→ **Given request**:
List every line in the records below that contains the string "background", copying each matching line in full. Case counts.

→ **Records to process**:
-------------------------

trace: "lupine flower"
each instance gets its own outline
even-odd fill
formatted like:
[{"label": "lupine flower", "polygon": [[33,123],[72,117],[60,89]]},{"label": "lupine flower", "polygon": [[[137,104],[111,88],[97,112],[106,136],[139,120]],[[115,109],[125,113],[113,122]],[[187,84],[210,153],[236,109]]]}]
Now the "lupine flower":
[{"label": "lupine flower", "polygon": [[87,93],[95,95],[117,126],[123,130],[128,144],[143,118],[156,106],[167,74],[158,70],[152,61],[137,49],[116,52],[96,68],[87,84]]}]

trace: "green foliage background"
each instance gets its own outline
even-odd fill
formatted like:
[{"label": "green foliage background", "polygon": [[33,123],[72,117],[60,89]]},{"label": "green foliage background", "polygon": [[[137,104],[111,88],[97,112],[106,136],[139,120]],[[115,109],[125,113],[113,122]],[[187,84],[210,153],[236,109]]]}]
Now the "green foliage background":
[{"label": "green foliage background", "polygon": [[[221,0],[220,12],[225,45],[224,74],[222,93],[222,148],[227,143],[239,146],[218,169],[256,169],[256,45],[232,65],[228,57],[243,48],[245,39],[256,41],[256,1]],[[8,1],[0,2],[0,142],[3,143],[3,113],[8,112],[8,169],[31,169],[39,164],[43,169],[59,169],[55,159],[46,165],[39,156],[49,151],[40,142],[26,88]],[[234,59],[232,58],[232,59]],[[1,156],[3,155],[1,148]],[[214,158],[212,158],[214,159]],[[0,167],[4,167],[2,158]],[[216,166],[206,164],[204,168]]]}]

-------------------------

→ **Task result**:
trace: "green foliage background"
[{"label": "green foliage background", "polygon": [[33,123],[72,117],[60,89]]},{"label": "green foliage background", "polygon": [[[137,104],[111,88],[97,112],[106,136],[139,120]],[[115,109],[125,113],[113,122]],[[187,84],[210,153],[236,109]]]}]
Now the "green foliage background":
[{"label": "green foliage background", "polygon": [[[221,0],[220,12],[225,45],[224,74],[222,93],[222,148],[227,143],[239,146],[218,169],[256,169],[256,45],[232,65],[228,57],[243,48],[245,39],[256,41],[256,1]],[[8,1],[0,2],[0,142],[3,143],[3,113],[8,112],[8,169],[31,169],[39,164],[43,169],[59,169],[55,159],[46,165],[39,156],[49,151],[40,142],[26,88]],[[234,59],[232,58],[232,59]],[[1,156],[3,155],[1,148]],[[214,158],[212,158],[214,159]],[[0,167],[4,167],[2,158]],[[216,166],[206,164],[204,168]]]}]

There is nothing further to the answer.